> **Activity**
Retype the data exactly, so that every line matches the original.

> **Material to process**
——————

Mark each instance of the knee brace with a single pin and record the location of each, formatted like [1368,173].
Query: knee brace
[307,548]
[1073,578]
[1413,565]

——————

> **Solution**
Mark each instance of the knee brace with a single pin and record the location of each, formatted like [1368,173].
Query: knee brace
[307,548]
[1073,578]
[1413,565]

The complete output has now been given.